— Text block —
****************************************

Re: crush multipick anomaly

Loic Dachary <loic@xxxxxxxxxxx> · Sat, 18 Mar 2017 10:21:38 +0100

Hi Pedro,

I'm going to experiment with what you did at

https://github.com/plafl/notebooks/blob/master/replication.ipynb

and the latest python-crush published today. A comparison function was added that will help measure the data movement. I'm hoping we can release an offline tool based on your solution. Please let me know if I should wait before diving into this, in case you have unpublished drafts or new ideas.

Cheers

On 03/09/2017 09:47 AM, Pedro López-Adeva wrote:
> Great, thanks for the clarifications.
> I also think that the most natural way is to keep just a set of
> weights in the CRUSH map and update them inside the algorithm.
> 
> I keep working on it.
> 
> 
> 2017-03-08 0:06 GMT+01:00 Sage Weil <sage@xxxxxxxxxxxx>:
>> Hi Pedro,
>>
>> Thanks for taking a look at this!  It's a frustrating problem and we
>> haven't made much headway.
>>
>> On Thu, 2 Mar 2017, Pedro López-Adeva wrote:
>>> Hi,
>>>
>>> I will have a look. BTW, I have not progressed that much but I have
>>> been thinking about it. In order to adapt the previous algorithm in
>>> the python notebook I need to substitute the iteration over all
>>> possible devices permutations to iteration over all the possible
>>> selections that crush would make. That is the main thing I need to
>>> work on.

****************************************

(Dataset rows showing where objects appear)

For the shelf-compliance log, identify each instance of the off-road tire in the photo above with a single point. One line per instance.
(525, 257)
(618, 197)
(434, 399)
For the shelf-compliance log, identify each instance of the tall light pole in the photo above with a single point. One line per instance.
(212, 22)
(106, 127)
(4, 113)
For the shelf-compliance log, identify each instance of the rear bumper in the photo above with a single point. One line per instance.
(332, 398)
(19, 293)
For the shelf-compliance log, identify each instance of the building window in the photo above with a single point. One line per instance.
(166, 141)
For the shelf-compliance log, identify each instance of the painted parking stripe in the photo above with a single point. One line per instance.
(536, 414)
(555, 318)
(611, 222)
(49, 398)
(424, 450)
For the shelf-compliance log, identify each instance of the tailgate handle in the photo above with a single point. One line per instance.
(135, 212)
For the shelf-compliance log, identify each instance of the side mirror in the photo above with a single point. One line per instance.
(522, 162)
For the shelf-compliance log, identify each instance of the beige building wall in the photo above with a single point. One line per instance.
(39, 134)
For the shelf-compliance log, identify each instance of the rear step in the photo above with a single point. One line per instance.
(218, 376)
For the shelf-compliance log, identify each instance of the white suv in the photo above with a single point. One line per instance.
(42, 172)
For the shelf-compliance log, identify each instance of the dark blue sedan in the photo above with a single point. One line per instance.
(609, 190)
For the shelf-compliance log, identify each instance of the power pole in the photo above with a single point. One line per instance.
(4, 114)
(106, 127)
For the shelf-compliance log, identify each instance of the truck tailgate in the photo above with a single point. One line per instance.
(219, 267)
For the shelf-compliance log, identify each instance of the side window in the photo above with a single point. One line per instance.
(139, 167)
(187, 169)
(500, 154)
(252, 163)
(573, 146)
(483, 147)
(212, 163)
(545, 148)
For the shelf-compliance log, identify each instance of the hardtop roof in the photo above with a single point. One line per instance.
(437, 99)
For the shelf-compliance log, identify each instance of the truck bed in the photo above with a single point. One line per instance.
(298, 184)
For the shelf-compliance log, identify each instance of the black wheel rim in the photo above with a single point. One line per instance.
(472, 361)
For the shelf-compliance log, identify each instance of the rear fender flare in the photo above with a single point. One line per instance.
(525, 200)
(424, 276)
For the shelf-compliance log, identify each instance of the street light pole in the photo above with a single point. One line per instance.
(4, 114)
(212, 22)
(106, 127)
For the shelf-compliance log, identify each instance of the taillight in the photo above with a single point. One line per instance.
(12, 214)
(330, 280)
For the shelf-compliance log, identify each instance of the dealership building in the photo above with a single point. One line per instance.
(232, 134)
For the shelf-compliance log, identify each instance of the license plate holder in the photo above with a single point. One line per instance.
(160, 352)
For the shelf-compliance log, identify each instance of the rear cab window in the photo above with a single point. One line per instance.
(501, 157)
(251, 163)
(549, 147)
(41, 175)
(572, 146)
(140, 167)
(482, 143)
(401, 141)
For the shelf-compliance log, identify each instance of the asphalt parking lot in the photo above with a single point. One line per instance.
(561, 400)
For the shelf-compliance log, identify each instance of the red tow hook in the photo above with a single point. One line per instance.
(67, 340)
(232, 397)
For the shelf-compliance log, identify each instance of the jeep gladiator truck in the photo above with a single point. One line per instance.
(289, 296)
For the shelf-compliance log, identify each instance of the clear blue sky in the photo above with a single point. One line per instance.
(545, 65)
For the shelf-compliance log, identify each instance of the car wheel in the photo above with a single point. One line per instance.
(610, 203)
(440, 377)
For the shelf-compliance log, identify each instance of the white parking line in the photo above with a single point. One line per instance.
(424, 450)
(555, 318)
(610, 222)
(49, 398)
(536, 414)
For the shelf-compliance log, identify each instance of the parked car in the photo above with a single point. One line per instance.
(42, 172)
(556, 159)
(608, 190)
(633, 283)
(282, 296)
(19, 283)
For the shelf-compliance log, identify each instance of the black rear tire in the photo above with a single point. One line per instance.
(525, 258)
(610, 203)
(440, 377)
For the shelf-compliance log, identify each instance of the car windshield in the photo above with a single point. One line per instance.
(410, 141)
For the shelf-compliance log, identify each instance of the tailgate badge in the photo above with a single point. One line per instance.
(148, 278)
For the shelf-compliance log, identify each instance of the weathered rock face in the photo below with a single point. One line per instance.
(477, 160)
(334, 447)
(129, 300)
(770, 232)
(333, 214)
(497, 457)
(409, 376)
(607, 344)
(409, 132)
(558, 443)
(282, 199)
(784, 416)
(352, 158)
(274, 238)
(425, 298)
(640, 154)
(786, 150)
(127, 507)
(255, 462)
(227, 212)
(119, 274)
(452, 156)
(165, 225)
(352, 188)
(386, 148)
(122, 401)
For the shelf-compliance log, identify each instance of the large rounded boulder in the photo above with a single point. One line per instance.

****************************************

— Task requirements —
In the thread about the CRUSH multipick anomaly, why does Loic ask Pedro whether he should wait before diving into the work?

— Finished exercise —
Pedro might have unpublished drafts or new ideas, so Loic asks whether he should wait before starting.